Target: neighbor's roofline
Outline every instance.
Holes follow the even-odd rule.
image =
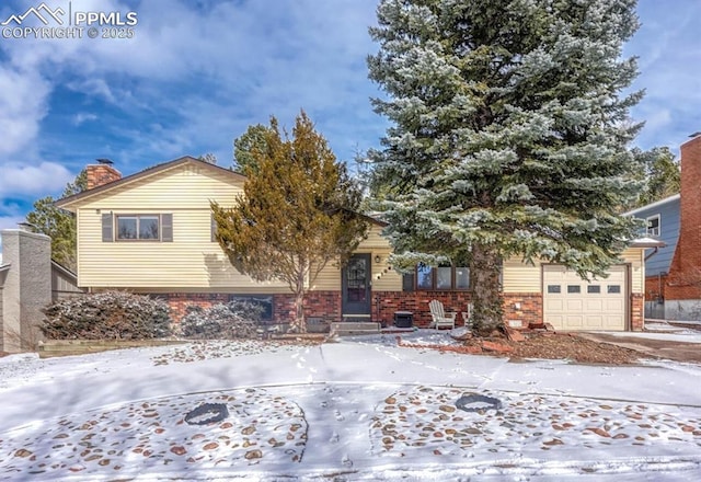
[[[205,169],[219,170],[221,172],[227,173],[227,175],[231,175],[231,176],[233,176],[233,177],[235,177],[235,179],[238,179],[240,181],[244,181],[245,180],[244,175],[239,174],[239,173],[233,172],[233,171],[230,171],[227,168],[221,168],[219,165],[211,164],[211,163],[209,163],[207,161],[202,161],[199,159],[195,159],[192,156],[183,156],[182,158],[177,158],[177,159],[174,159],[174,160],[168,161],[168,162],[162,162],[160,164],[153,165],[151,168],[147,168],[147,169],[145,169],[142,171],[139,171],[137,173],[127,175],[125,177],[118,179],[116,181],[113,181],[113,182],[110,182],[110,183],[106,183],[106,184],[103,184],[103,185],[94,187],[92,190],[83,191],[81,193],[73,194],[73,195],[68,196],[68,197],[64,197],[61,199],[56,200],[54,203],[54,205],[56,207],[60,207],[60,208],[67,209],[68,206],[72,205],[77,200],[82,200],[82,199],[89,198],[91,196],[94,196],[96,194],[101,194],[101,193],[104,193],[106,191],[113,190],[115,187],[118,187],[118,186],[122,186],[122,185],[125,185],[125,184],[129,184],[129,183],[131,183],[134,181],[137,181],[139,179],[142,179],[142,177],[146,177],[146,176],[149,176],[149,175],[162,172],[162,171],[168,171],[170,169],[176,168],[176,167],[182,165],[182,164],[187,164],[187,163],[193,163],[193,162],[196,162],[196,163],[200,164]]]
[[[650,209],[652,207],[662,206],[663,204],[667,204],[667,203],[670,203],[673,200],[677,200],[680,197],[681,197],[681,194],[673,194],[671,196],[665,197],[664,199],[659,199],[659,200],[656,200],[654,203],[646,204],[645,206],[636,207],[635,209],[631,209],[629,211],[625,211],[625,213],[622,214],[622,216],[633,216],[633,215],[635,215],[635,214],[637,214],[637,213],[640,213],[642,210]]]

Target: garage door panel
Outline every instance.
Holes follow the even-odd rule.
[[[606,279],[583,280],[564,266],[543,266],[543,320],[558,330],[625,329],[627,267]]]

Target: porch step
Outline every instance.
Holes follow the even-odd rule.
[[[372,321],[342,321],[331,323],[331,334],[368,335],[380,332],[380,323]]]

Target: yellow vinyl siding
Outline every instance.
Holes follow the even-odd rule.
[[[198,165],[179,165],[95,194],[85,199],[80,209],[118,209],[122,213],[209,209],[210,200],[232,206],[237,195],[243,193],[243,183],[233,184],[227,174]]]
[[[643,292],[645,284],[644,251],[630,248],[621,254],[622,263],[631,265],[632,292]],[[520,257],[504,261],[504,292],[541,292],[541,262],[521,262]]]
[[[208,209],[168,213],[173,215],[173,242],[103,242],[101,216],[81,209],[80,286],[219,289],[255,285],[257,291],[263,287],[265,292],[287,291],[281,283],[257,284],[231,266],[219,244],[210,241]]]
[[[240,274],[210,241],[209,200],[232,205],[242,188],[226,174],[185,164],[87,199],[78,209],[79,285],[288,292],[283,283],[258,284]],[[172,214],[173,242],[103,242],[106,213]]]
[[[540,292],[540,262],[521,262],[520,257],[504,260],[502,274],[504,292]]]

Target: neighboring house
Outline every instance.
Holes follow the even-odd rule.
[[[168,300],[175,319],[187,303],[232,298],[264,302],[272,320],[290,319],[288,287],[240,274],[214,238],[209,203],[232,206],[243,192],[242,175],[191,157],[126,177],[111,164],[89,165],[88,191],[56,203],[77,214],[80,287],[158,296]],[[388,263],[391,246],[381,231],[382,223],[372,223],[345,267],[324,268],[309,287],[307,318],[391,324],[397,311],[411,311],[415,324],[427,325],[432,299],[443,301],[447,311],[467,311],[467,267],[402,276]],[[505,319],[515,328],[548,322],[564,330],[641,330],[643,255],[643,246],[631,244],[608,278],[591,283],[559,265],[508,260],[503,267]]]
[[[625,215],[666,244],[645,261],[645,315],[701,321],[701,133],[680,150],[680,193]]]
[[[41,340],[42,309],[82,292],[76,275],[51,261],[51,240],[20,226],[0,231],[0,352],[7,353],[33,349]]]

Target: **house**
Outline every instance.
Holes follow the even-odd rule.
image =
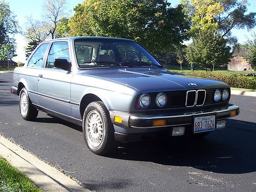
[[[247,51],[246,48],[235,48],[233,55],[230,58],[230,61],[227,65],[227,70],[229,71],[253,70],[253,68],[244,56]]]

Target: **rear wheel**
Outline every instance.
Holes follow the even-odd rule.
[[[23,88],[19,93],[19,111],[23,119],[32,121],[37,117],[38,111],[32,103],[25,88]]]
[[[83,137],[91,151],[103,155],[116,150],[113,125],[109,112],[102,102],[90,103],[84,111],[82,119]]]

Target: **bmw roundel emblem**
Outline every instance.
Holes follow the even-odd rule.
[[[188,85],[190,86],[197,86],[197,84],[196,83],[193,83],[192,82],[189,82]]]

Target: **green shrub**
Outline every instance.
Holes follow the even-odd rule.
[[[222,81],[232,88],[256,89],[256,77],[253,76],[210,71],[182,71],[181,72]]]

□ □ □ □ □ □ □

**TASK:**
Add 69 to every coordinate in the outlines, starting with the line containing "Target: **bmw roundel emblem**" and going on through the end of the listing. Write out all of those lines, leaving every other line unchanged.

**IN RESPONSE:**
Target: **bmw roundel emblem**
Outline every instance.
Holes follow the even-odd rule.
[[[257,154],[259,155],[266,155],[266,153],[265,152],[262,152],[261,151],[258,151]]]

Target: **green shrub**
Outline every instance.
Holes follow the even-odd rule.
[[[291,150],[301,157],[325,158],[325,146],[322,145],[279,140],[251,140],[250,141]]]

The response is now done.